欲しいと思うと、もう我慢ができなかった。


英子) ただただ単純に
  我慢ができなかった。

しかし彼女は夫を深く愛していたし、
夫の言うことは、正論だと思った。
体は一つしかないのだ。


英子) ホントに必要ないのよね。
  こんなにたくさんの服…。


そして彼女は、まだ買ったばかりの
コートとワンピースを、
返品できないだろうかと、
行きつけのブティックに尋ねた。

服を返したことで、
少し体が軽くなったような気がした。

でも、信号を待っている間、
彼女はずっと、今返したばかりの、
コートとワンピースのことを考えていた。


英子) それがどんな色をして、
  どんな形をしていたか、
  どんな手触りだったか。


**********

応募した13人の女性のうちから、トニーは、
もっとも妻の体型に近い女性を、選んだ。


**********

トニー) ただし、一つだけ条件がある。
   私、妻を亡くしたばかりで…
   妻の服が、たくさん家に残ってるんで
   すね。ほとんど新品か新品同様で。
   それを、ここで働く間、制服として、
   あなたに、着てもらいたいなと
   思ってるんですよ…。
久子) 毎日、奥様の、服をですか?
トニー) そう…。
   だからいろいろなサイズを、採用の
   条件にしたんです。おそらくあなた
   は変な話だなと思ってるでしょ。
   それは自分でも分かってます。
   でも他意はない。ただ、妻がいなく
   なったことに慣れるための時間が
   欲しいんです。あなたに妻の服を
   着て近くにいてもらえば、自分にも、
   妻が死んでいなくなったことの、
   実感が、つかめると思うんです。


正直なところ、彼女にはトニー滝谷の
言っている話の筋が、よくのみこめなか
った。でも、この人はそれほど悪い人で
はなさそうだ。


久子) 奥さん亡くしたことで、ちょっと
  どこかおかしくなっているんだ。
  それになんと言っても…。


来月には失業保険も切れるし、
彼女は働かなくてはならなかった。


**********

何百着という美しい服が、
そこにずらりと並んでいた。

こんなに素敵な服をいっぱい
残して死んでしまうというのは、
どんな気持ちのするものだろう。
と、彼女は思った。

服も、靴も、
まるで彼女のために作られた
みたいに、ぴったりサイズが合った。

**********

しばらくすると、
トニー滝谷が様子を見にやって来て…


久子) 「どうして泣いているのか」と、
    彼女に尋ねた。

課題と演習:
- A) 上の文書抜粋で、英子が信号を待つ間、返したばかりのコートとワンピースについて思い浮かべていた点をすべて挙げよ。
- B) 上の文書抜粋によると、応募した女性は何人だったか答えよ。
- C) 上の文書抜粋から、「だからいろいろなサイズを、採用の」を含む語句で始まり「実感が、つかめると思うんです。」で終わる部分を、一字も変えずに書き写せ。

データセット:
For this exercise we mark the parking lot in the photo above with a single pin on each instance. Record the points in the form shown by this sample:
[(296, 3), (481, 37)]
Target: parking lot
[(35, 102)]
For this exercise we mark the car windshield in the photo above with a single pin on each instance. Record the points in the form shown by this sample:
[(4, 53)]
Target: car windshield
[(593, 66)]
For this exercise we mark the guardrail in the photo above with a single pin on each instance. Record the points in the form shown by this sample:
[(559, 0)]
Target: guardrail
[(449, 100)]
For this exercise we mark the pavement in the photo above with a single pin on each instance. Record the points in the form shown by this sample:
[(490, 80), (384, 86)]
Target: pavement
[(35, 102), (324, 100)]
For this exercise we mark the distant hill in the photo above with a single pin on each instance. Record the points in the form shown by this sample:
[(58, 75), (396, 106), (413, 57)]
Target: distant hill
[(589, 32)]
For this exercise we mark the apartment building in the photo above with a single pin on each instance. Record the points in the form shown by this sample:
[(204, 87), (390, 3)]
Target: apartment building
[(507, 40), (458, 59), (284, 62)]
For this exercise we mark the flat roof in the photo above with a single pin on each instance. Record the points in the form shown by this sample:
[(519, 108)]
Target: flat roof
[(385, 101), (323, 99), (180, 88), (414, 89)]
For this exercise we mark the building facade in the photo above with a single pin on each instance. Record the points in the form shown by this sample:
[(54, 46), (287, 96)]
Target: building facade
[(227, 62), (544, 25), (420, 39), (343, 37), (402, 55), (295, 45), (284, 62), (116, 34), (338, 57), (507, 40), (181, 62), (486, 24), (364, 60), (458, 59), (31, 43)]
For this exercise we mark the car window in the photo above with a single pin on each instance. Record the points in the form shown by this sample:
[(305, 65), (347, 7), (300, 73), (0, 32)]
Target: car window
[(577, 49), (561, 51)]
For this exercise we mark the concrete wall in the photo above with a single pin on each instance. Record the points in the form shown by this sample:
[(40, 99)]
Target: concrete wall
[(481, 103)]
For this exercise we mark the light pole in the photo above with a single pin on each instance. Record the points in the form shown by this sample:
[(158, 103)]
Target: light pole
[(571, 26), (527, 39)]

課題の解答:
- A) 色、形、手触り

- B) 13人

- C)
だからいろいろなサイズを、採用の
   条件にしたんです。おそらくあなた
   は変な話だなと思ってるでしょ。
   それは自分でも分かってます。
   でも他意はない。ただ、妻がいなく
   なったことに慣れるための時間が
   欲しいんです。あなたに妻の服を
   着て近くにいてもらえば、自分にも、
   妻が死んでいなくなったことの、
   実感が、つかめると思うんです。